▶ Document excerpt
— BEGIN —
Image quality for real-world simulations depends on the techniques used to render images. Here are some of the methods used.
Note: This article is under construction. When the article is fully realised this notice will be removed.
- 1 VR Headsets
- 2 Variable Rate Shaders (VRS & VRCS)
- 3 Vulcan
- 4 Mesh Shaders
- 5 Sampler Feedback
- 6 Ray Tracing
- 7 LOD
- 8 Upscaling
- 9 Nanite & Lumen
- 10 Glossary
- 11 References
Human Eye Resolution in Pixels
Each human eye sees about 130 degrees field of view (FOV) in total with 60 degrees in good vision and a few degrees in detail. If we assume that 60 pixels per degree is equivalent to human vision resolution then a single square panel for 1 eye would need about 7800 pixels in each axis.
Comparison to Current Headsets
Human eye resolution: 7800 x 7800 x 2 = 60.8m pixels
Equivalent 4k Screens: 3840 x 2160 x 2 = 16.6m pixels
Varjo Aero: 2880 x 2720 x 2 = 15.6m pixels
G2 Headset: 2160 x 2160 x 2 = 9.3m pixels
Rift S Headset: 2560 x 1440 = 3.7m pixels
Variable Rate Shaders (VRS & VRCS)
— END —
▶ Tasks
**a)** Write out the part of the image quality article starting with "Note: This article" and going on through "in each axis.".
**b)** According to the image quality article, why would a single square panel for one eye need about 7800 pixels in each axis?

▶ Dataset extract
— BEGIN —
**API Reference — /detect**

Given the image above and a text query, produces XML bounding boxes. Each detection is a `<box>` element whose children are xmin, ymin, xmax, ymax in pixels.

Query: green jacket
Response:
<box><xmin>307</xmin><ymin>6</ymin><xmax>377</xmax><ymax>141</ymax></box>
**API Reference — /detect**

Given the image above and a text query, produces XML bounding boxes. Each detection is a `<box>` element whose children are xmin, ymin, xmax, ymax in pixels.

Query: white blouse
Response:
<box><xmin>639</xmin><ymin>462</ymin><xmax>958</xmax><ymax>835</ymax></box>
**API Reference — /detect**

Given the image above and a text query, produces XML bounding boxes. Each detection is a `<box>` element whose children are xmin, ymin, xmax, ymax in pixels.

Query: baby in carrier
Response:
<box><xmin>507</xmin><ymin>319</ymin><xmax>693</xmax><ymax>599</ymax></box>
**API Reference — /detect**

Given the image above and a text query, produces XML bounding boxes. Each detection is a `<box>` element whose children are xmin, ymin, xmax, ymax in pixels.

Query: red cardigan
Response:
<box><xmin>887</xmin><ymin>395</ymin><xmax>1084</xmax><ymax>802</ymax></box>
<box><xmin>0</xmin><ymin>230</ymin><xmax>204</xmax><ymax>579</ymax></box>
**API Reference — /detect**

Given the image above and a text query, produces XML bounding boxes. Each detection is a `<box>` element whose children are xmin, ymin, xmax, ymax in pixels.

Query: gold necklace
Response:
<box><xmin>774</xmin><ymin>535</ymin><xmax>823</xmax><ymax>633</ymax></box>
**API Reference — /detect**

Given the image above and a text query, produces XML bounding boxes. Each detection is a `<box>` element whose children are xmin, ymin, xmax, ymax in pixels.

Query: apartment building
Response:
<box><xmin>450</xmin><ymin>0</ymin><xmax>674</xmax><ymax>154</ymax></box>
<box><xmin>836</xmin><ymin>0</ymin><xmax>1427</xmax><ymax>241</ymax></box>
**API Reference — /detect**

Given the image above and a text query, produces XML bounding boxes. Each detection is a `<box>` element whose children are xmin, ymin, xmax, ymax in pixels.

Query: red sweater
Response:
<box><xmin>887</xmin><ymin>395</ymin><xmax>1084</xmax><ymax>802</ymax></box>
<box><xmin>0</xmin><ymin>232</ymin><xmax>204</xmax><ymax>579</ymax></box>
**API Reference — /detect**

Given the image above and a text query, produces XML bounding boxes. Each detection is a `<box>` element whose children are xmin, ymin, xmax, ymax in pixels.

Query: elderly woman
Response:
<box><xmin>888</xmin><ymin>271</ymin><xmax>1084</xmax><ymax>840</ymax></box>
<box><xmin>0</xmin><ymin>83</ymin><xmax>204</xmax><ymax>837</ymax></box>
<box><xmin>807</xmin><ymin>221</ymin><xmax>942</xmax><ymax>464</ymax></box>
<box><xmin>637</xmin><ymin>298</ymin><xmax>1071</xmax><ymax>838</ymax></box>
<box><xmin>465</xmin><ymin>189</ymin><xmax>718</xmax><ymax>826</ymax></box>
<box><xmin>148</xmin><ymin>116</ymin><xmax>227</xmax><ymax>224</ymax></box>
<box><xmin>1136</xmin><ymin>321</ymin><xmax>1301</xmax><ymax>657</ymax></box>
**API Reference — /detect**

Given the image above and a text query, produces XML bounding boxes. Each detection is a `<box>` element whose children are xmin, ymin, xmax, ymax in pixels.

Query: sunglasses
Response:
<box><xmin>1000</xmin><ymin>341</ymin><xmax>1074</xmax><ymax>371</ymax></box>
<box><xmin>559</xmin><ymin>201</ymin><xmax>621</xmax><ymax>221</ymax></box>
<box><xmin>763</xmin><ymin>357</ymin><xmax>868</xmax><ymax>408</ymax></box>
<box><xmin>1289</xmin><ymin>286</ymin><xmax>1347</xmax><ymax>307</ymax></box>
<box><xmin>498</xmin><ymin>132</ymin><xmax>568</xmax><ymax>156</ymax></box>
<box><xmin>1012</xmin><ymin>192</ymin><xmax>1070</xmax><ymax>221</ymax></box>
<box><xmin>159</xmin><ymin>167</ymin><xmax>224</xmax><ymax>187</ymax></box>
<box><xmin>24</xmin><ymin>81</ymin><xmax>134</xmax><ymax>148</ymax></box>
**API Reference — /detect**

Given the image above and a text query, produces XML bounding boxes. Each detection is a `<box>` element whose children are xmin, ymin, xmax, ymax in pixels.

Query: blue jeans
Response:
— END —
▶ Outputs in order
**a)**
Note: This article is under construction. When the article is fully realised this notice will be removed.
- 1 VR Headsets
- 2 Variable Rate Shaders (VRS & VRCS)
- 3 Vulcan
- 4 Mesh Shaders
- 5 Sampler Feedback
- 6 Ray Tracing
- 7 LOD
- 8 Upscaling
- 9 Nanite & Lumen
- 10 Glossary
- 11 References
Human Eye Resolution in Pixels
Each human eye sees about 130 degrees field of view (FOV) in total with 60 degrees in good vision and a few degrees in detail. If we assume that 60 pixels per degree is equivalent to human vision resolution then a single square panel for 1 eye would need about 7800 pixels in each axis.

**b)** Each human eye sees about 130 degrees of field of view in total. The article assumes that 60 pixels per degree matches human vision resolution. On that basis, a single square panel for one eye would need about 7800 pixels in each axis.